■ Given task
Reproduce verbatim every line from the one containing "Locate the exterior" through the last line of the items below, including both ends.

■ Saved data entries
──────────────────────────────

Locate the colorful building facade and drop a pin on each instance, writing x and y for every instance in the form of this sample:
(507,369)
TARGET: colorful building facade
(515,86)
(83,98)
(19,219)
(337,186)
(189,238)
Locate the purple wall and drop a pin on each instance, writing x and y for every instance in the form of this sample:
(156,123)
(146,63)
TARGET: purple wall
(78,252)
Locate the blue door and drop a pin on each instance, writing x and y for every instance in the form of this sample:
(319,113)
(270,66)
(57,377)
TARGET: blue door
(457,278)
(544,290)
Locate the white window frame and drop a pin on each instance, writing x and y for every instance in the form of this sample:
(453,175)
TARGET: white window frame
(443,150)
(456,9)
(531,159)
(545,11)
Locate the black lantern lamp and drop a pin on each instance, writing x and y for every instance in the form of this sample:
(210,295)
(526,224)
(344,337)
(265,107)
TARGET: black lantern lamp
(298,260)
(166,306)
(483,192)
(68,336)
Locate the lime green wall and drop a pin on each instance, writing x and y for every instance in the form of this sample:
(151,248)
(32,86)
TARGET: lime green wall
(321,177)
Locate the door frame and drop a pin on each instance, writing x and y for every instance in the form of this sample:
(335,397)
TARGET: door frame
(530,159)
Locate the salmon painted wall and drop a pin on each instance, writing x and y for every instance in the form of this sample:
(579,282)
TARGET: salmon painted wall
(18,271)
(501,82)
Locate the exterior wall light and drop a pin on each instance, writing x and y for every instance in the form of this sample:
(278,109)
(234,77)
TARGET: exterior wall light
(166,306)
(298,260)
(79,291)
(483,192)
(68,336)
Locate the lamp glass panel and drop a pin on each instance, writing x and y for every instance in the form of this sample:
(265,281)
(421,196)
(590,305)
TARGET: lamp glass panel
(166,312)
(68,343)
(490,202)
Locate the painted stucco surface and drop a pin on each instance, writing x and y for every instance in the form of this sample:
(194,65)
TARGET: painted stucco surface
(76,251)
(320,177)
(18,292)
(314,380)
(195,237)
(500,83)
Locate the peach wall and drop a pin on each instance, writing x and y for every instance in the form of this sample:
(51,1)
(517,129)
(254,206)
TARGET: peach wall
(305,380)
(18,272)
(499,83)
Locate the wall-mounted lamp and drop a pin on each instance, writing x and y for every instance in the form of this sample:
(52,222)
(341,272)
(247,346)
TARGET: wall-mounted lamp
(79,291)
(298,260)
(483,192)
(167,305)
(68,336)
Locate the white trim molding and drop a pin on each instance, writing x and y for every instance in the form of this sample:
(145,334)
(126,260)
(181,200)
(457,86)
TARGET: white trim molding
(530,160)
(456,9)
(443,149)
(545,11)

──────────────────────────────

■ Full response
Locate the exterior wall light and drop a pin on each instance, writing x and y for every instance in the form of this sample:
(278,109)
(234,77)
TARGET: exterior wall light
(166,306)
(298,260)
(79,291)
(483,192)
(68,336)
Locate the lamp glass panel and drop a pin on each instance, writing x and y for every instance in the form of this sample:
(265,281)
(421,196)
(590,305)
TARGET: lamp glass panel
(166,312)
(68,343)
(490,202)
Locate the painted stucco surface and drop a pin on each instance, writing x and y for every instance in the form of this sample:
(194,65)
TARGET: painted stucco surface
(76,251)
(320,177)
(18,292)
(314,380)
(195,237)
(500,83)
Locate the peach wall and drop a pin on each instance, writing x and y for every instance in the form of this sample:
(51,1)
(517,129)
(254,206)
TARGET: peach wall
(305,380)
(18,272)
(499,83)
Locate the wall-mounted lamp and drop a pin on each instance, writing x and y for every instance in the form of this sample:
(52,222)
(341,272)
(247,346)
TARGET: wall-mounted lamp
(79,291)
(298,260)
(483,192)
(167,305)
(68,336)
Locate the white trim molding and drop a pin on each instance, writing x and y for every instance in the form of this sample:
(145,334)
(126,260)
(181,200)
(457,86)
TARGET: white trim molding
(530,160)
(456,9)
(443,149)
(545,11)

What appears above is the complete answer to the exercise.